_Taakomschrijving_. Typ uit de getoonde passage het stuk van "In de zoektocht" tot en met "moeilijker voor ‘m." letterlijk over.

_Getoonde passage_.
In de zoektocht voor handvatten voor mijn zoon kwam ik mezelf tegen. Een deel van het reflecteren daarover kun je terugvinden in Deel 1, Deel 2 en Deel 3 van mijn puzzelstukjes. Nu gaan we het weer over mijn zoon hebben met die delen als achtergrondinformatie.
In ‘groep 0’ (mijn zoon is van eind februari) kon het afscheid op school behoorlijk heftig zijn. Huílen.. En dan echt tranen met tuiten, een aanklammend mensje dat niet wil dat je weggaat. In zijn klas had hij twee juffen. Eentje waar ik gelijk een klik mee had (mijn zoon overigens ook) en bij de andere juf duurde het – hoe lief ze verder ook was – wat langer voor er iets van een klik was. Bij die laatste juf was het afscheid ook altijd wat moeilijker voor ‘m.
Van de eerste juf (die van de praktisch instant-klik) hoorde ik op een gegeven moment dat hij schreeuwend, slaand en schoppend (al dan niet liggend op de grond) uit de groep was gehaald en bij de mevrouw van de administratie was neergezet. Dat laatste zodat zij naar de groep terug kon en hij niet in z’n eentje ergens achtergelaten werd. Voor hem had het desondanks wel als verlaten gevoeld overigens (ik kreeg de verdere context te horen toen ik de juf ernaar vroeg). En dat was een beetje de spreekwoordelijke druppel. Ik had thuis al wel situaties gehad waarin ik het allemaal behoorlijk intens vond en me afvroeg of dit ‘normaal’ (whatever that is) was, maar dit leek me niet echt de standaard. Zeker niet omdat dit een Montessorischool betrof en de juf in kwestie er niet eentje is die kinderen gauw apart zet. Plus een portie redelijke zelfkennis, de wetenschap dat ik zaken heel heftig kan voelen en veel van mezelf in mijn zoon herken. En dus zocht ik via Google om te kijken of ik een beetje in de juiste richting zat qua denken.
Al gauw zocht ik op hooggevoelig en de resultaten voelden niet alleen voor mijn zoon als thuis, maar ook voor mezelf. Zo ontzettend vaak had ik te horen gekregen dat ik me aanstelde, werd er naar mijn zoon gekeken alsof híj zich aanstelde.. En ineens was daar de reden waarom het voor veel mensen zo lastig inleven is in hoe wij ons voelen, hun referentiekader is zo veel ‘kleiner’ dan dat van ons.

_Ruwe gegevens_.
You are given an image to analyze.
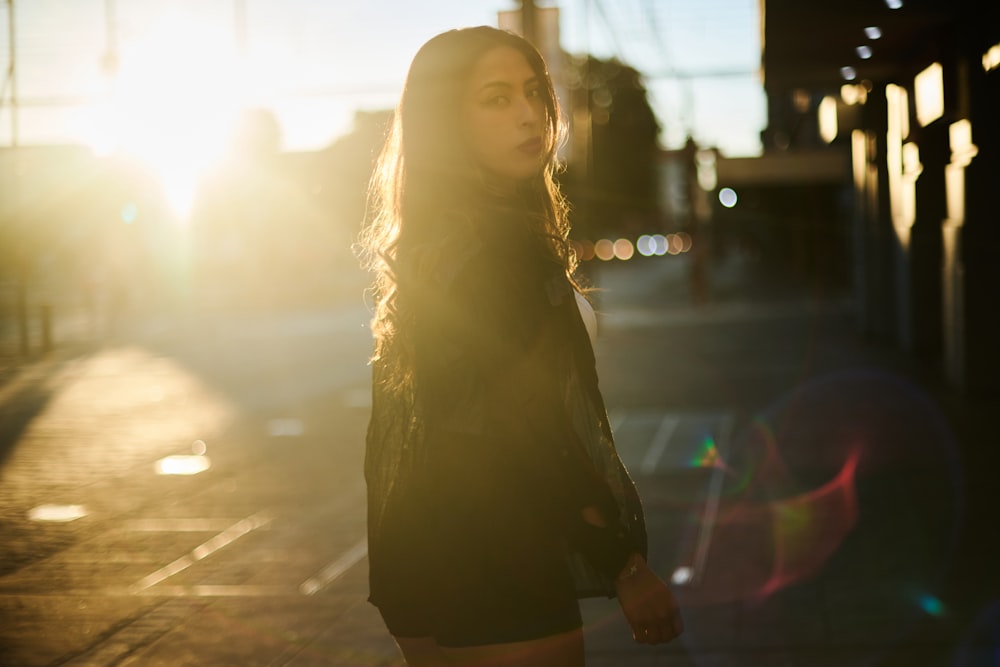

_Antwoord op taak_.
In de zoektocht voor handvatten voor mijn zoon kwam ik mezelf tegen. Een deel van het reflecteren daarover kun je terugvinden in Deel 1, Deel 2 en Deel 3 van mijn puzzelstukjes. Nu gaan we het weer over mijn zoon hebben met die delen als achtergrondinformatie.
In ‘groep 0’ (mijn zoon is van eind februari) kon het afscheid op school behoorlijk heftig zijn. Huílen.. En dan echt tranen met tuiten, een aanklammend mensje dat niet wil dat je weggaat. In zijn klas had hij twee juffen. Eentje waar ik gelijk een klik mee had (mijn zoon overigens ook) en bij de andere juf duurde het – hoe lief ze verder ook was – wat langer voor er iets van een klik was. Bij die laatste juf was het afscheid ook altijd wat moeilijker voor ‘m.